Pointing dataset excerpts:
# # # #

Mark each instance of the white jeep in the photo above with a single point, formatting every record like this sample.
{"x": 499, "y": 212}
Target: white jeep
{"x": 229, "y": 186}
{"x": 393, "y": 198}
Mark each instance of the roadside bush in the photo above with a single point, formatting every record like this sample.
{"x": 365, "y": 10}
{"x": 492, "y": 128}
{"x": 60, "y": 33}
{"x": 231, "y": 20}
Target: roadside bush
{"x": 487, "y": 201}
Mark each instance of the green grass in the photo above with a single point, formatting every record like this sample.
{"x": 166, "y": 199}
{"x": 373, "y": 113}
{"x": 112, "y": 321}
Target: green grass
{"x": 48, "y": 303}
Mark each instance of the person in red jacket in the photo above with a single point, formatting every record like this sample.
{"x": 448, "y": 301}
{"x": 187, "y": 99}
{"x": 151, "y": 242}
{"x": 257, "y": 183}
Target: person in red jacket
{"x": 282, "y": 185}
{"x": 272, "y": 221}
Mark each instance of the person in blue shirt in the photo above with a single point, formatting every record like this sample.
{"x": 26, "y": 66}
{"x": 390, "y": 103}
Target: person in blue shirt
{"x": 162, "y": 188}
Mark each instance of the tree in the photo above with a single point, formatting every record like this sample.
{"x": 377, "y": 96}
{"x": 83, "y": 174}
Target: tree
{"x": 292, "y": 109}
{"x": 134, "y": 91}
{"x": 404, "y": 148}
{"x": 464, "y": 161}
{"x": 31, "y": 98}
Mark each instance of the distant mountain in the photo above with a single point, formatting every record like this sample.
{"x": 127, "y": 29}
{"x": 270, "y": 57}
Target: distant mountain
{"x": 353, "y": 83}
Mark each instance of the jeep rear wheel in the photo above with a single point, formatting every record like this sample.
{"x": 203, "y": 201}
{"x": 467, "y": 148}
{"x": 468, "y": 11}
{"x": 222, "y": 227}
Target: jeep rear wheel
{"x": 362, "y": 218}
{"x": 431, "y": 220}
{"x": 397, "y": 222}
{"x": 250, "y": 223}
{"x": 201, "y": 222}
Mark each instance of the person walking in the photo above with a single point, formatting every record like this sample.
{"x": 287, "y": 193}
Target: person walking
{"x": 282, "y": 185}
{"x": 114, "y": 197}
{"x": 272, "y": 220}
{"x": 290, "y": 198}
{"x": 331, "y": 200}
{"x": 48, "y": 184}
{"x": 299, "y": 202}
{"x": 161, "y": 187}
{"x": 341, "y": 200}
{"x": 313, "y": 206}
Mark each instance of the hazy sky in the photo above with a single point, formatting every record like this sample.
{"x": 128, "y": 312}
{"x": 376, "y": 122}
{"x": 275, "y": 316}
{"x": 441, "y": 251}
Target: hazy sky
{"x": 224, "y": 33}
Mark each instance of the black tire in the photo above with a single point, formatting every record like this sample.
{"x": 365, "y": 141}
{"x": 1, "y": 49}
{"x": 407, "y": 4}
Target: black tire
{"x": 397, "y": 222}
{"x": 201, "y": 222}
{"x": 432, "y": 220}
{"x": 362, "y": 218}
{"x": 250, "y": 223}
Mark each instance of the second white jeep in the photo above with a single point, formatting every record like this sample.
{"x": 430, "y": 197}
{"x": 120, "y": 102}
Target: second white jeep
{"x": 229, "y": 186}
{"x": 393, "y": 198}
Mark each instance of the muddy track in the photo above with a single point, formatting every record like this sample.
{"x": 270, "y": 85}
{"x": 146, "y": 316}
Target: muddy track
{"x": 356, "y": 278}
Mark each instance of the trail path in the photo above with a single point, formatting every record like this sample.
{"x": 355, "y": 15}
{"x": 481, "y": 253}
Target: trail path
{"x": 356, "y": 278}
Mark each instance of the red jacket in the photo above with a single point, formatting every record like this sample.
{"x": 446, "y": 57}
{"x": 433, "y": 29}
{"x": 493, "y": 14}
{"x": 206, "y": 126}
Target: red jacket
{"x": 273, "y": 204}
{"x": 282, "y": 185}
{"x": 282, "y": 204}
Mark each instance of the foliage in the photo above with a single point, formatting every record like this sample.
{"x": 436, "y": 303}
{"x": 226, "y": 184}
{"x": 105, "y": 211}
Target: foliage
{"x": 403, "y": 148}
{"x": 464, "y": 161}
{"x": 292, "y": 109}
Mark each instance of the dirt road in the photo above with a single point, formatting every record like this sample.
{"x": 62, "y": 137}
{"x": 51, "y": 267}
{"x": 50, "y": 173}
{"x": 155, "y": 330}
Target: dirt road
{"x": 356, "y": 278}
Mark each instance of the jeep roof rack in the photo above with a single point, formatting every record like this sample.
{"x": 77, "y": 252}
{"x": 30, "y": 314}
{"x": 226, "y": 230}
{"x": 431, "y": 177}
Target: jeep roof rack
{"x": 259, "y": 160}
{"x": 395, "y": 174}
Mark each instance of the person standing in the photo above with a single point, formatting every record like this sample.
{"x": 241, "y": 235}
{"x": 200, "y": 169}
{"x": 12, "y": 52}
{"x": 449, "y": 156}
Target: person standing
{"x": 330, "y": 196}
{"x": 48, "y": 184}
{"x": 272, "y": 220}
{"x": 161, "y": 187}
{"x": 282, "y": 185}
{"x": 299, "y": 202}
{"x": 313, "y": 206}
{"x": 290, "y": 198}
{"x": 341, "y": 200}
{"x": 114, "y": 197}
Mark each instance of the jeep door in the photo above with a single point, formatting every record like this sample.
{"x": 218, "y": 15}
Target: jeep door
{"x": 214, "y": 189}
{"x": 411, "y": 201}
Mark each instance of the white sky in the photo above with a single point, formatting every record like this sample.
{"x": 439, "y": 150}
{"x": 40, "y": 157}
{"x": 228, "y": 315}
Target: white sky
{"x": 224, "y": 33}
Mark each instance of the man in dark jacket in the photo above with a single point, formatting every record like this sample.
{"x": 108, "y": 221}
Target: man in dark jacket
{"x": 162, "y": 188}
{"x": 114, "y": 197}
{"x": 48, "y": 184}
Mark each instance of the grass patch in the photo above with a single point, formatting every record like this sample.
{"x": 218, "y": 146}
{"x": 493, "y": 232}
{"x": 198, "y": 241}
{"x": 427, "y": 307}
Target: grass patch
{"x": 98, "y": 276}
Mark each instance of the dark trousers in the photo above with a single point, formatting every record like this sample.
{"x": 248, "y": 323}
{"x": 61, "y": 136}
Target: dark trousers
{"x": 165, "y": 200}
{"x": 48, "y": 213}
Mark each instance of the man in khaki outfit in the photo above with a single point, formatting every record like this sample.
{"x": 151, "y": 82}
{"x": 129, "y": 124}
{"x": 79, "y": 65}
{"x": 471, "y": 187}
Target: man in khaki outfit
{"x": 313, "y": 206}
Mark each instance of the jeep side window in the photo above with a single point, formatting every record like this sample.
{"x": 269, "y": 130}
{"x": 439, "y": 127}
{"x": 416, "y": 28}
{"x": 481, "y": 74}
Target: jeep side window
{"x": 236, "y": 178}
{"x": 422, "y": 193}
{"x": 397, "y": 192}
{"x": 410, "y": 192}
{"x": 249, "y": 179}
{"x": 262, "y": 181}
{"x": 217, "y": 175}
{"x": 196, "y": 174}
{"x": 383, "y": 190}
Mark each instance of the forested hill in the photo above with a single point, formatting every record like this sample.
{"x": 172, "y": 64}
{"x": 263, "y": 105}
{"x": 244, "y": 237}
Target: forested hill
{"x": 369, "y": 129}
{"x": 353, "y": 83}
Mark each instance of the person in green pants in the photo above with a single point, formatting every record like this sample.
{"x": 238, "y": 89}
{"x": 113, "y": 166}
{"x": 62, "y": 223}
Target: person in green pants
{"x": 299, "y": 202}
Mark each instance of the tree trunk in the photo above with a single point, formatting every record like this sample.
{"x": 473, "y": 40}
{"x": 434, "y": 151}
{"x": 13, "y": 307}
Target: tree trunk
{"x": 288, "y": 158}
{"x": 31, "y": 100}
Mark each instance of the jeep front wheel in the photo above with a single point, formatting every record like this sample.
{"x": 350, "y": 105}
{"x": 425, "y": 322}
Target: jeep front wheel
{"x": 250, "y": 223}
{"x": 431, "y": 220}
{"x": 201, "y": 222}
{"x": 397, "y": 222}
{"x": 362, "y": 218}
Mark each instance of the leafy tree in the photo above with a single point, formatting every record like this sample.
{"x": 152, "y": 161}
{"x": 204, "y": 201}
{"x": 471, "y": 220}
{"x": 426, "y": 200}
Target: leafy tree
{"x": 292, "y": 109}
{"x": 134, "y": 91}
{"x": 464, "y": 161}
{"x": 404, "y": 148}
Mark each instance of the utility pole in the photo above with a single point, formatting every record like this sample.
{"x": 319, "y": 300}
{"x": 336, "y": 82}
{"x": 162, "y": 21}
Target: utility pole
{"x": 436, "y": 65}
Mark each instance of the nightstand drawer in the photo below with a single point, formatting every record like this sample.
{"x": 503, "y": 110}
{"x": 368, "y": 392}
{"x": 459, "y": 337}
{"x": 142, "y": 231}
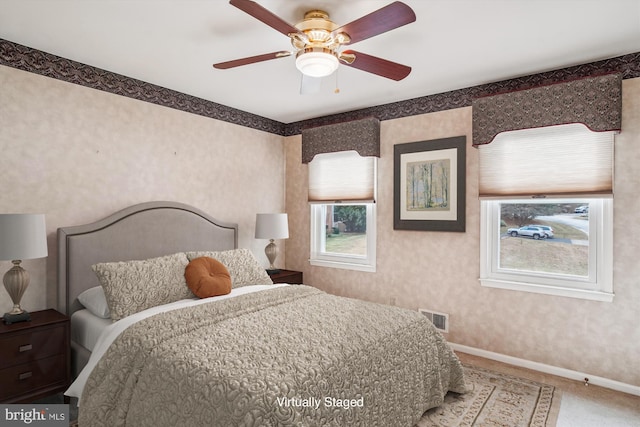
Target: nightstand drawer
{"x": 28, "y": 377}
{"x": 287, "y": 276}
{"x": 30, "y": 345}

# # # #

## What you have to do
Put the rows between the line holding "Mark each instance of the jeep front" and the end of the rows, inclusive, into a Markdown table with the columns "No." and "Line". Skip blank lines and leave the pictures out.

## The answer
| No. | Line |
|---|---|
| 1 | Mark each instance of the jeep front wheel in the photo above with a single point, formatting every record like this sample. |
| 2 | {"x": 350, "y": 105} |
| 3 | {"x": 425, "y": 322} |
| 4 | Target: jeep front wheel |
| 5 | {"x": 250, "y": 223} |
| 6 | {"x": 431, "y": 220} |
| 7 | {"x": 201, "y": 222} |
| 8 | {"x": 397, "y": 222} |
| 9 | {"x": 362, "y": 218} |
| 10 | Mark each instance of the leafy tree in the photo above with a single point, formatting every record like this sample. |
| 11 | {"x": 152, "y": 161} |
| 12 | {"x": 204, "y": 201} |
| 13 | {"x": 471, "y": 220} |
| 14 | {"x": 426, "y": 200} |
| 15 | Target: leafy tree |
| 16 | {"x": 292, "y": 109} |
| 17 | {"x": 134, "y": 91} |
| 18 | {"x": 464, "y": 161} |
| 19 | {"x": 404, "y": 148} |
| 20 | Mark each instance of the utility pole in the photo above with a single point, formatting every record like this sample. |
| 21 | {"x": 319, "y": 300} |
| 22 | {"x": 336, "y": 82} |
| 23 | {"x": 162, "y": 21} |
| 24 | Target: utility pole |
| 25 | {"x": 436, "y": 65} |
| 26 | Mark each instance of the nightstand drawer in the photo below with a single point, formatting every record like this sample. |
| 27 | {"x": 503, "y": 110} |
| 28 | {"x": 368, "y": 392} |
| 29 | {"x": 459, "y": 337} |
| 30 | {"x": 142, "y": 231} |
| 31 | Target: nightstand drawer |
| 32 | {"x": 28, "y": 377} |
| 33 | {"x": 287, "y": 276} |
| 34 | {"x": 30, "y": 345} |